» Your task
Set out the entries below as a Markdown table with two columns, Row and Line, starting at the line containing "of the wispy" and ending at the final line of the entries. Number the rows in order and skip blank lines.

» Data lines

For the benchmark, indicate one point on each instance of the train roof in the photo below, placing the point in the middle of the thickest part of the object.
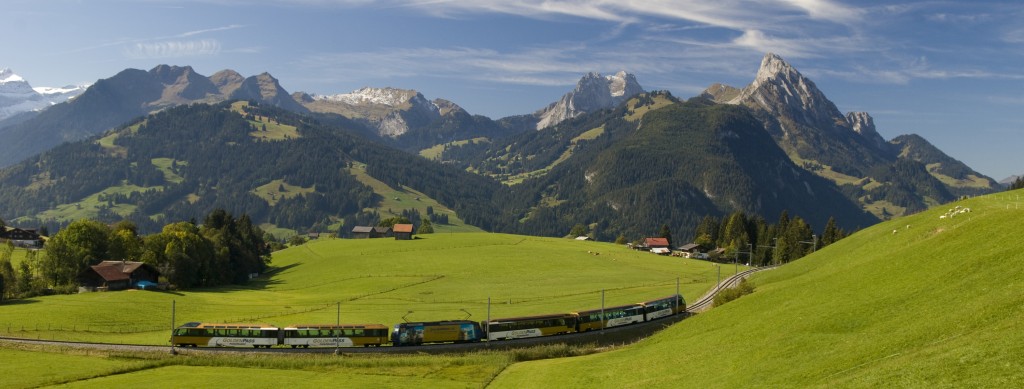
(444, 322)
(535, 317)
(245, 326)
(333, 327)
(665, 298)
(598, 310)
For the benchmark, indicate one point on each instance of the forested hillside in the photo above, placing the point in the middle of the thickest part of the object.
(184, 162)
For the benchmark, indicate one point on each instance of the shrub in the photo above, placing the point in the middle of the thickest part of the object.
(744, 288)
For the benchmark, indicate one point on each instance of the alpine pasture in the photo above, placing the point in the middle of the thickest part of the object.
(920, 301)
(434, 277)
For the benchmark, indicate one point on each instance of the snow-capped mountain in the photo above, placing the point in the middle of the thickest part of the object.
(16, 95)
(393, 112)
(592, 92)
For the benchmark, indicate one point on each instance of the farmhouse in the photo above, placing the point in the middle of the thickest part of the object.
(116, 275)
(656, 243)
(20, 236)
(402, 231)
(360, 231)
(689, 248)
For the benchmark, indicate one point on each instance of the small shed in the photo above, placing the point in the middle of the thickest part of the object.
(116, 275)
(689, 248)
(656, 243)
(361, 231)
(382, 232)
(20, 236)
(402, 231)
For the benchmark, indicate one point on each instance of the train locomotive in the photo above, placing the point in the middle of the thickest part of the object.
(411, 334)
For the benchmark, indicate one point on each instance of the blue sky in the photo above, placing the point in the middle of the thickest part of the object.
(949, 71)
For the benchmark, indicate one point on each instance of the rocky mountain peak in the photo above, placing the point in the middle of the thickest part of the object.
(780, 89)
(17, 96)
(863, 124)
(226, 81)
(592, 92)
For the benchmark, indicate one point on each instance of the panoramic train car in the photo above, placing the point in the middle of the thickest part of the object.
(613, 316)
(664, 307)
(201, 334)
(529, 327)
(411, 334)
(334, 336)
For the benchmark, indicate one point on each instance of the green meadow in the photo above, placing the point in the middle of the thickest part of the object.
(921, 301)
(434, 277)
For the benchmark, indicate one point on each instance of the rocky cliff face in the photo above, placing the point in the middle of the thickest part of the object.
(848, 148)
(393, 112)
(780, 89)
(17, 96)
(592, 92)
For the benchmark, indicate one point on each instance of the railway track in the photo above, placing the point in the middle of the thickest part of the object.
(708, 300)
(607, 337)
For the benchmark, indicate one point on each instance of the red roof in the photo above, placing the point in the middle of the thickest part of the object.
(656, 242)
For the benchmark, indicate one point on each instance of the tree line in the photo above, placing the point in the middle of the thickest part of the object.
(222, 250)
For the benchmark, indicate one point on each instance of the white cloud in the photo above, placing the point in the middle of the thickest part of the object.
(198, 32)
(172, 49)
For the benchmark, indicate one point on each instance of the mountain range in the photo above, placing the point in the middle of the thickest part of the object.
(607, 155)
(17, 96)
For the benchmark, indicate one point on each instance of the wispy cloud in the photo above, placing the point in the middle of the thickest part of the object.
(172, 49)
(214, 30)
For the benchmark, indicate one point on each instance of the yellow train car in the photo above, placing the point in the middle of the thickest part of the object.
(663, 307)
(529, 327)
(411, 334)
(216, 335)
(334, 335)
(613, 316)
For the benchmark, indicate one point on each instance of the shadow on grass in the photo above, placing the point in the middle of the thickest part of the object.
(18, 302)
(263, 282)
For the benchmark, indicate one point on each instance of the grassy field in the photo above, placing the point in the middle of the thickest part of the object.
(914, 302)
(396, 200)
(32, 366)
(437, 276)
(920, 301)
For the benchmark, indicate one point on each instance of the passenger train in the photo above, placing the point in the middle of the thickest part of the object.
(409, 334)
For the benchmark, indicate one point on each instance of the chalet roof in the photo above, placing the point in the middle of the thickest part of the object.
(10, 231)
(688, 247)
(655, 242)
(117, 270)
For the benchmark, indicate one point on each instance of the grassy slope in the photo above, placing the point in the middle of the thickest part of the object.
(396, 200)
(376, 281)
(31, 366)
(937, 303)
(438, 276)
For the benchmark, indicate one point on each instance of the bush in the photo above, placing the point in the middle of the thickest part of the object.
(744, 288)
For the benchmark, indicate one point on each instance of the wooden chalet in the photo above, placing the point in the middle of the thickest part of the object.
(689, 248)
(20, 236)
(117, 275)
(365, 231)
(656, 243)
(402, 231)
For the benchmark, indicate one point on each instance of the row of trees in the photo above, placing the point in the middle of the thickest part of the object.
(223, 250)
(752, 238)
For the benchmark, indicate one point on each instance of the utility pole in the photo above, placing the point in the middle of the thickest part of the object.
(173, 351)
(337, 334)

» Exercise solution
| Row | Line |
|---|---|
| 1 | For the benchmark, indicate one point on each instance of the wispy cloud in the photo above, placing the point in the middle of the thickest part of the object. |
| 2 | (172, 49) |
| 3 | (214, 30) |
| 4 | For the benchmark, indicate one point on each instance of the yellow train car in the photo above, placing the point in the middle of the thickest part of the object. |
| 5 | (663, 307) |
| 6 | (529, 327) |
| 7 | (411, 334) |
| 8 | (216, 335) |
| 9 | (334, 335) |
| 10 | (613, 316) |
| 11 | For the benchmark, indicate one point on each instance of the shadow on grass in the photo above, placing the point in the middle of the thickest part of the object. |
| 12 | (18, 302) |
| 13 | (263, 282) |
| 14 | For the benchmark, indicate one point on each instance of the grassy field in the photo above, placing the point in the middle of the thickest part of the object. |
| 15 | (914, 302) |
| 16 | (396, 200) |
| 17 | (32, 366) |
| 18 | (437, 276) |
| 19 | (920, 301) |
| 20 | For the benchmark, indicate one point on each instance of the passenger train in the photo above, placing the point in the middle of the thickest part of the object. |
| 21 | (409, 334) |
| 22 | For the benchmark, indicate one point on each instance of the chalet roof in the photo above, placing the point in the middle of the thickest part of the object. |
| 23 | (10, 231) |
| 24 | (688, 247) |
| 25 | (655, 242) |
| 26 | (117, 270) |
| 27 | For the benchmark, indicate one point on each instance of the grassy slope in the photo above, placing the point in the middle of the thickest part of the object. |
| 28 | (396, 200) |
| 29 | (376, 281) |
| 30 | (31, 366) |
| 31 | (937, 303) |
| 32 | (438, 276) |
| 33 | For the benchmark, indicate one point on each instance of the bush in the photo above, placing the point in the middle of the thickest part of the object. |
| 34 | (744, 288) |
| 35 | For the benchmark, indicate one point on each instance of the wooden chalet in the photo above, placing the point in the middle of the thickest part of the object. |
| 36 | (689, 248) |
| 37 | (20, 236) |
| 38 | (117, 275) |
| 39 | (365, 231) |
| 40 | (656, 243) |
| 41 | (402, 231) |
| 42 | For the benchmark, indicate one point on each instance of the row of trees in the photo above, placing the point in the middle of the thickest part of the object. |
| 43 | (223, 250) |
| 44 | (752, 238) |
| 45 | For the benchmark, indicate one point on each instance of the utility pole in the photo above, placing the point in the middle of the thickest part of the object. |
| 46 | (173, 351) |
| 47 | (337, 334) |